Begin Provided passage

MAD

Contents

MAD#

Median absolute deviation test

This module was written by Matthias Cuntz while at Department of Computational Hydrosystems, Helmholtz Centre for Environmental Research - UFZ, Leipzig, Germany, and continued while at Institut National de Recherche pour l’Agriculture, l’Alimentation et l’Environnement (INRAE), Nancy, France.

copyright:

Copyright 2011-2022 Matthias Cuntz, see AUTHORS.rst for details.

license:

MIT License, see LICENSE for details.

The following functions are provided

mad(datin[, z, deriv, nozero, prepend, append])

End Provided passage

# Task requirements:
a: Under which license is the MAD module released, according to its documentation above?
b: Extend the MAD module documentation above, starting after its final line.

Begin Provided material

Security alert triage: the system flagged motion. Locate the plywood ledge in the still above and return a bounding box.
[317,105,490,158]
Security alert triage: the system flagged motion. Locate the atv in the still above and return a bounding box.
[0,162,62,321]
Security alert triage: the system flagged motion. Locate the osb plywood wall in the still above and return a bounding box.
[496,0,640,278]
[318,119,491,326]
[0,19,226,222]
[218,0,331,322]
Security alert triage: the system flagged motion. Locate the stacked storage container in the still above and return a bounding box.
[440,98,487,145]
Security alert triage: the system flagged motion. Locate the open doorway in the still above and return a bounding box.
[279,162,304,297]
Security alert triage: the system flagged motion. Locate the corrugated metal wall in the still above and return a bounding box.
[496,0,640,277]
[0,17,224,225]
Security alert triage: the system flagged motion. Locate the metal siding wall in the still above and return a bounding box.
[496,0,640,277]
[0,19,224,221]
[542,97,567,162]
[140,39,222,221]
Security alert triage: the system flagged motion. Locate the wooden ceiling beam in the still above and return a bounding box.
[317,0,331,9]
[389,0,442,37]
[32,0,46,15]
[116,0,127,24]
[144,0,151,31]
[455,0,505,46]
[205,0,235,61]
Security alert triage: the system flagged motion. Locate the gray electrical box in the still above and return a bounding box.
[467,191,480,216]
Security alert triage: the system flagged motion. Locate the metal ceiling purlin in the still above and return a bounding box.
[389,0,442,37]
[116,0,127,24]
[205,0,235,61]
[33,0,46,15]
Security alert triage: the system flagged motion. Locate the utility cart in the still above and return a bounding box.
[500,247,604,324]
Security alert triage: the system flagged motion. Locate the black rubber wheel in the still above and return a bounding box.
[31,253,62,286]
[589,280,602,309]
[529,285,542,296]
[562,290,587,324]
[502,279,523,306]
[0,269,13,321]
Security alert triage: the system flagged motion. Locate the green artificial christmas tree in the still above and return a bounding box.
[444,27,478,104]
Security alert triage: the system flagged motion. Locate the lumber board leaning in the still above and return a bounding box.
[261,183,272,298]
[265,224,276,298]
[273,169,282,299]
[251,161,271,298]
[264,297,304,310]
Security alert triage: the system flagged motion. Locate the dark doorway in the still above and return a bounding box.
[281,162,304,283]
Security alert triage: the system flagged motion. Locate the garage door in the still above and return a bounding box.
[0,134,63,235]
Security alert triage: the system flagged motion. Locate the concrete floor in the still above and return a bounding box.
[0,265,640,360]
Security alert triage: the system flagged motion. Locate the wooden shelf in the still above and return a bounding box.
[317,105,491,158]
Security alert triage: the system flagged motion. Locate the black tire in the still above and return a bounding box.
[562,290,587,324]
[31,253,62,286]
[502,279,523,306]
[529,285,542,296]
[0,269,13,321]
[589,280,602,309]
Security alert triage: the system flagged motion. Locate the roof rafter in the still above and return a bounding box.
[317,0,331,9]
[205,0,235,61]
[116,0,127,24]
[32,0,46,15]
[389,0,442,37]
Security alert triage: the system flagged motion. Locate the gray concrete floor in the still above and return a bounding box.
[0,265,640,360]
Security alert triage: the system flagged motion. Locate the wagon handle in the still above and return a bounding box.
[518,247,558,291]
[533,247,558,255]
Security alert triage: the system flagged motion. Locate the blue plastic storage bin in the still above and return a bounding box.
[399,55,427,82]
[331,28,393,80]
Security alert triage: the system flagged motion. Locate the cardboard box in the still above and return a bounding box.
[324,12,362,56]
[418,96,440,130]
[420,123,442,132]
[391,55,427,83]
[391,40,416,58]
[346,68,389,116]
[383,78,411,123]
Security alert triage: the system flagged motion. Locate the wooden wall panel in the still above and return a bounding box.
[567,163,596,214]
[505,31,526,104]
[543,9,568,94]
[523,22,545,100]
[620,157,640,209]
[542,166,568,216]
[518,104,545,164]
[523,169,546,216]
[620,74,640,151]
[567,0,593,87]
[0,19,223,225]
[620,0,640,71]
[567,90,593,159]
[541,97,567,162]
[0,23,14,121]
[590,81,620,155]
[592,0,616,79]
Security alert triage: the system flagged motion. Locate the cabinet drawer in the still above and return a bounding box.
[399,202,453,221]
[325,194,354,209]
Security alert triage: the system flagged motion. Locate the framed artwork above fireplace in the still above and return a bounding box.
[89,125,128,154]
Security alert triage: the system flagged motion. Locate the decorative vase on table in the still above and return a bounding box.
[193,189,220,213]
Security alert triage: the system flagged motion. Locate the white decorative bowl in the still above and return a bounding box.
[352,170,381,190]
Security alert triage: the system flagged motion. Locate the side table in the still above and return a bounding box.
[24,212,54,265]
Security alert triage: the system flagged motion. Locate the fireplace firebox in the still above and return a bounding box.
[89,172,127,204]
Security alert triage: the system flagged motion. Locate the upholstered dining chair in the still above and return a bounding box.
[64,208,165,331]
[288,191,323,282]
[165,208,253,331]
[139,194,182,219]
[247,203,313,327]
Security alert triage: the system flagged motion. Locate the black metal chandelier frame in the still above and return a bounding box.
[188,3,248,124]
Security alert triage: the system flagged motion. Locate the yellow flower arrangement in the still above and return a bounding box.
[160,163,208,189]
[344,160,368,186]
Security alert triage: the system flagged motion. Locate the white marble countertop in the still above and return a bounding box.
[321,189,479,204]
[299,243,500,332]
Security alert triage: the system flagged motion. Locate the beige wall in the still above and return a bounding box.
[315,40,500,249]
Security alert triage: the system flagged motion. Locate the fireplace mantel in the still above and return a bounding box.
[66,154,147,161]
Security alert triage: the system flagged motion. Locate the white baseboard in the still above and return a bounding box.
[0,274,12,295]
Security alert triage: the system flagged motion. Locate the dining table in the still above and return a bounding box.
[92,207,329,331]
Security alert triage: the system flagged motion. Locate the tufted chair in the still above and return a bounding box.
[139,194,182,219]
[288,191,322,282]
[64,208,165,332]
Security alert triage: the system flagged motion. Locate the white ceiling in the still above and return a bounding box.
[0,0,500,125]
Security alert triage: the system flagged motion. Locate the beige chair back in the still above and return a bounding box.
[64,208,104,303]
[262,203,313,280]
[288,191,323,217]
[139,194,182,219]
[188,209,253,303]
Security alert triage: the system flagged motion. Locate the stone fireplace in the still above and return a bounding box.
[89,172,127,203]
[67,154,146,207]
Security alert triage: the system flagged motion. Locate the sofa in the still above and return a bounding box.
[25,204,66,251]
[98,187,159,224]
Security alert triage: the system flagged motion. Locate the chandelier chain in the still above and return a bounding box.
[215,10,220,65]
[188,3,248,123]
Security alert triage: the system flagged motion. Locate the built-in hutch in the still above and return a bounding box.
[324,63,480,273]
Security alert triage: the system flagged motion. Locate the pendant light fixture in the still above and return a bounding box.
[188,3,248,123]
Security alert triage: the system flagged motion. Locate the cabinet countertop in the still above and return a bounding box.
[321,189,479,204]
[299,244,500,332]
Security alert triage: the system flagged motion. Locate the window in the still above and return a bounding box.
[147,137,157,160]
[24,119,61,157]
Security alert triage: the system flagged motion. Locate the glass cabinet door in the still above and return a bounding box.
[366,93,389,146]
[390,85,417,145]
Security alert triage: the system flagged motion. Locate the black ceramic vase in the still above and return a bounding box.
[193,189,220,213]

End Provided material

# Task-by-task answers:
a: The MIT License.

b:
Median absolute deviation test

History
  • Written Nov 2011 by Matthias Cuntz - mc (at) macu (dot) de

  • ND-array, act on axis=0, May 2012, Matthias Cuntz

  • Removed bug in broadcasting, axis=0 did not always work: spread md and MAD to input dimensions, Jun 2012, Matthias Cuntz

  • Better usage of numpy possibilities, e.g. using np.diff, remove spreads, Jun 2012, Matthias Cuntz

  • Ported to Python 3, Feb 2013, Matthias Cuntz

  • Use bottleneck for medians, otherwise loop over axis=1, Jul 2013, Matthias Cuntz and Juliane Mai

  • Re-allow masked arrays and arrays with NaNs, Jul 2013, Matthias Cuntz

  • Removed bug in NaN treatment, Oct 2013, Matthias Cuntz

  • Keyword nonzero, Oct 2013, Matthias Cuntz

  • Using numpy docstring format, May 2020, Matthias Cuntz

  • Code refactoring, Sep 2021, Matthias Cuntz

  • Ported to pyjams, Jan 2022, Matthias Cuntz

  • Only one test of bottleneck availability, Jan 2022, Matthias Cuntz

  • Return all False instead of all True if all masked before MAD started, Jan 2022, Matthias Cuntz

  • prepend, append as in numpy.diff, May 2023, Matthias Cuntz

  • Support pandas Series and DataFrame, Jul 2023, Matthias Cuntz

mad(datin, z=7, deriv=0, nozero=False, prepend=None, append=None)[source]#

Median absolute deviation test

The test acts either on raw values, or on 1st or 2nd derivatives.

Return mask with True where value is out of range, i.e. \(< (median - z.MAD/0.6745)\) or \(> (md + z.MAD/0.6745)\).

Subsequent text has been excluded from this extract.